* **Given passage**:
· · · · ·

There aren't a lot of teeth to regulations for responsible battery disposal. Even in countries with healthy recycling programs. If I threw all my old cell phone batteries into landfill today, I could safely gamble with any punishment risked.

Now add unspent fire suppressant to the list of things that go in the garbage with last year's cell phone?


Halogenated fire retardants are some of the worst persistent organic pollutants, so like you I looked up triphenyl phosphate to see if it's likely to become a problem in its own right. It looks pretty safe to me when you consider all factors.

In active batteries triphenyl phosphate remains separated from humans. In proper recycling processes it remains separated from humans. In improperly landfilled batteries it can escape containment, but it has negligible vapor pressure at ambient temperatures so it won't spread by air. It rapidly biodegrades in the presence of water so it won't lead to human exposure through waterways or groundwater plumes if a landfill leaks.


I could understand this for larger batteries, I'd hate to see the damage a Powerwall or something similar could do when someone lets the work experience kid do QA for a few hours.



"If a lithium-ion battery cell charges too quickly or a tiny manufacturing error slips through the net it can result in a short circuit - which can lead to fire."

How about solving the obvious problems?


So, guarantee 100% reliability forever? Sounds obvious, but is it easy, or even possible?

Better to stop the reaction in its tracks and allow the engineers to see where things go wrong than to assume the battery will always work. I'm sure the engineers behind the Boeing 787 and the Galaxy Note 7 also believed with confidence that their batteries would be fine.

· · · · ·

* **Raw data**:

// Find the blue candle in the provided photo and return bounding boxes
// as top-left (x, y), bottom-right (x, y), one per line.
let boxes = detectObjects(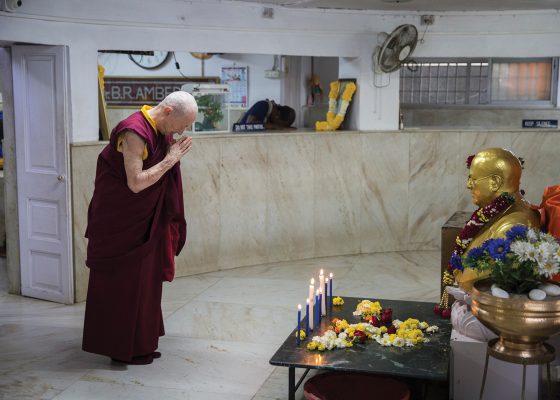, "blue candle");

· · · · ·

* **What is asked**:
[A] Which specific products are named in the battery discussion?
[B] Can you copy word for word the part of the battery discussion between "In active batteries" and "a few hours.", inclusive?

* **Task-by-task answers**:
[A]
- Powerwall
- Boeing 787
- Galaxy Note 7

[B]
In active batteries triphenyl phosphate remains separated from humans. In proper recycling processes it remains separated from humans. In improperly landfilled batteries it can escape containment, but it has negligible vapor pressure at ambient temperatures so it won't spread by air. It rapidly biodegrades in the presence of water so it won't lead to human exposure through waterways or groundwater plumes if a landfill leaks.


I could understand this for larger batteries, I'd hate to see the damage a Powerwall or something similar could do when someone lets the work experience kid do QA for a few hours.